- _QUESTIONS_:
A: In the forum thread about lumps on a dog's hind legs, how old is the pup Cortez?
B: Extend the forum thread about lumps on a dog's hind legs, beginning right after its final line.

- _EXCERPT PROVIDED_:
____

# Lumps on hind legs



## rabernathy (Jul 26, 2014)

My 13 month old pup, Cortez ("affectionately referred to as "Cortezo") seems to have a movable lump on the back of each hind leg, one is noticeably larger than the other. I just noticed them today. I did some reading online and it seems there are a million possible explanations, from cancer to calcium deposits. I think it is odd that there are two, one on each leg in nearly the same spot, but not the same size. It seems like if it were a tumor of some kind there would only be one, or at least not two in seemingly the exact same spot on each leg. Right?

What is happening here? Any ideas? Thanks for any feedback.








[/URL][/IMG]








[/URL][/IMG]








[/URL][/IMG]


----------



## ::::COACH:::: (Apr 4, 2012)

If its near the hock I'd think maybe some sort of thickening of the skin, almost like a callous? But to be safe I'd take him to the vet to rule anything funky out. Some dogs get fatty deposits and they are ok.


----------



## rabernathy (Jul 26, 2014)

Thanks, yeah, I think I'll take him to the vet, just to get a "professional" opinion, though I hate to do it.


----------



## Froggy (Jul 5, 2014)

____

- _AVAILABLE DATA_:
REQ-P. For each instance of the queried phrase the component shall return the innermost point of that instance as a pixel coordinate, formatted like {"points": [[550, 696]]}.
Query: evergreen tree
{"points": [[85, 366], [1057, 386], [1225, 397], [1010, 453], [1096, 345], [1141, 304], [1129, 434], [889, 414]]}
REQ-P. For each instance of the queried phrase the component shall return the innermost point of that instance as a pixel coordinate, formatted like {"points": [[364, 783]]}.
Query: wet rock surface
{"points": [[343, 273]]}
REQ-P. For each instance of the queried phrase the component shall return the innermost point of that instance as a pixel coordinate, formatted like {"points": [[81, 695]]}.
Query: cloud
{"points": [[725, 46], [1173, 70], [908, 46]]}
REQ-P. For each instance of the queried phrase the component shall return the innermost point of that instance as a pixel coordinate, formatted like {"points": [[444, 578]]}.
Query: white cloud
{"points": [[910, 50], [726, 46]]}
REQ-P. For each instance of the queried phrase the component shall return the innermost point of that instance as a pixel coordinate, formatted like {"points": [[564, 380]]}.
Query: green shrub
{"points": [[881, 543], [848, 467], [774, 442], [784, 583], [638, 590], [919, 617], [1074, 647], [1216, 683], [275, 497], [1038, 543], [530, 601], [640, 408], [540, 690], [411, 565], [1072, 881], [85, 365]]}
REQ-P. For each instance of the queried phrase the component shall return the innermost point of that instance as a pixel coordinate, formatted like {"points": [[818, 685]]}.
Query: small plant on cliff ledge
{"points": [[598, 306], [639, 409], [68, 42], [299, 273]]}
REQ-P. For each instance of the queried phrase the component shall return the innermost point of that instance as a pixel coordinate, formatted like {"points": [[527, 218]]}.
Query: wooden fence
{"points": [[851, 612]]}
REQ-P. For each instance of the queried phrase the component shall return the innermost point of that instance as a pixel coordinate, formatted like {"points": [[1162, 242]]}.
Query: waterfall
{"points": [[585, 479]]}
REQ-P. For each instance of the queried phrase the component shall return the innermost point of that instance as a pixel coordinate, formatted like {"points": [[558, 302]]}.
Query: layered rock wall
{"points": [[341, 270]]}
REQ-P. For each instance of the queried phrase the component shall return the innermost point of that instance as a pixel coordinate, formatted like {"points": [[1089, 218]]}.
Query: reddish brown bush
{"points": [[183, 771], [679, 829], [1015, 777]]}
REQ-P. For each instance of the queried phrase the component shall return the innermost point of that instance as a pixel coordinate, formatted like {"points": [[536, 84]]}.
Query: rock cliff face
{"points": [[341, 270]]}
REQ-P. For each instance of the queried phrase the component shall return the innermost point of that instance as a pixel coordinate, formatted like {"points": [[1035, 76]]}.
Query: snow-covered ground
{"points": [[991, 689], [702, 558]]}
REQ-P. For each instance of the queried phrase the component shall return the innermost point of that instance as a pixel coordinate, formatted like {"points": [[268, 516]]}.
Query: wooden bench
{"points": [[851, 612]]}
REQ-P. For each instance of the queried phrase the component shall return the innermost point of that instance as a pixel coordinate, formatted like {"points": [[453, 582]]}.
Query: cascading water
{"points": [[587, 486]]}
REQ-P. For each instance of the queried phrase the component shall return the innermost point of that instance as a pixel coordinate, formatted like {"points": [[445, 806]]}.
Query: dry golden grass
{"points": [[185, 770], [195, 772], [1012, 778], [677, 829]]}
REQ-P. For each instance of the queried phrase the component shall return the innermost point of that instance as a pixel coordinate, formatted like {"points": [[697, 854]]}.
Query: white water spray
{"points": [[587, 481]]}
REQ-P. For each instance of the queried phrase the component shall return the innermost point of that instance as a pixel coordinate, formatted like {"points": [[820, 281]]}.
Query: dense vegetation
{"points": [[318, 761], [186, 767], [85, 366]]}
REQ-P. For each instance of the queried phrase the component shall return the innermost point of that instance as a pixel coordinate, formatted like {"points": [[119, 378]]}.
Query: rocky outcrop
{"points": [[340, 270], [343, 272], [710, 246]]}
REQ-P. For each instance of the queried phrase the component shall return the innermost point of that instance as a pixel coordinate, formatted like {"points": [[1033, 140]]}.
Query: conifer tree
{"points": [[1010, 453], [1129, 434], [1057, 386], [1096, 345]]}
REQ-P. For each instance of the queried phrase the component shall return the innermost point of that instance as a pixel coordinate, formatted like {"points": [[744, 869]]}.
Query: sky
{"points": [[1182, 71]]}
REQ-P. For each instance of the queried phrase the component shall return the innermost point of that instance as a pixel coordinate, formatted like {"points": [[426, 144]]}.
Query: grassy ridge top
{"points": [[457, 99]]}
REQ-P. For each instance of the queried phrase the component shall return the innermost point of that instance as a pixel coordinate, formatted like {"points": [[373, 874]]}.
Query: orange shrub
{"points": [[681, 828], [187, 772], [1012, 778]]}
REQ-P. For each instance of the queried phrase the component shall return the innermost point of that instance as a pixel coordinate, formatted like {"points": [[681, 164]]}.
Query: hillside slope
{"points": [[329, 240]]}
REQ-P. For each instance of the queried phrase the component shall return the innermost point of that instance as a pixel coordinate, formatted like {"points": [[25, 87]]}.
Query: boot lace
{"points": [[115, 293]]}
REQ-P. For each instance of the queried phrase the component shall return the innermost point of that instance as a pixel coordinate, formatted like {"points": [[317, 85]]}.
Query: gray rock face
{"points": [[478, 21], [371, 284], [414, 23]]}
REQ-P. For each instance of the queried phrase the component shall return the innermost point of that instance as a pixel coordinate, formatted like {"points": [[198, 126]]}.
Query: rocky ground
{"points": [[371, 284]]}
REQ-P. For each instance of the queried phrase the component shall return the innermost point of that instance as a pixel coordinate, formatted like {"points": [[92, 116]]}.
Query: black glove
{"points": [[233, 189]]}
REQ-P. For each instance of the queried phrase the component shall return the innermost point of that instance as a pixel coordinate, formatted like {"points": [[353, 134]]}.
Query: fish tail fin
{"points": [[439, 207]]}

____

- _RESPONSES PER TASK_:
A: 13 months old

B:
Yes, I agree with Coach, vet him to make sure. But I will put in my two cents as well on what I think it is. You see, the same thing happened to my friend's dog, Moo. One day we noticed too large lumps on each back leg almost exactly in the same spot. And by the second pic you posted, its close to where her's were too. They took her to the vet, we talked the next day. My friend told me her vet said that there are glands and they had became inflamed. Personally, in Moo's case it wasn't so bad, but it can be. So yeah, I'd deffinantly take him to the vet if I were you. Never can be too careful.

P.s....yesh I realized my post was late lol


----------



## ames (Jun 6, 2010)

Yeah they look to be the spot the glands are. My boys are always lumpy but a vet check to ease the mind would be great.

Sent from Petguide.com App so please excuses the typos


----------



## Jen A (Jul 13, 2014)

Honestly, they could be anything from lymphoma (the very, very worst case) to infected bug bites (pretty minor). The only thing that will give you an answer is a vet check.


----------



## rabernathy (Jul 26, 2014)

Thanks for the responses. 

Yup, spot on, they were the glands. The vet said that in this young of a dog lymphoma is unlikely and gave me a ten day antibiotic treatment, assuming it is likely either allergies or some sort of infection. Three days into the treatment and it seems like they are going down. It is minor, whatever it is, because the hind legs are the only glands swollen. I think it may be related to my neighbors 11 year old dog, a grumpy little red nosed guy, who got out of their house and came over and started a fight with Cortez the day before I noticed the swollen glands. It wasn't a big deal, we easily got them apart, but he bit and scratched at Cortezo's legs a bit. I wonder if he didn't cause some kind of infection in those scratches.

At any rate, I am relieved it's not a problem. My friends dog is six years old and just was put down due to a tumor in his heart, amazing.


----------



## Jen A (Jul 13, 2014)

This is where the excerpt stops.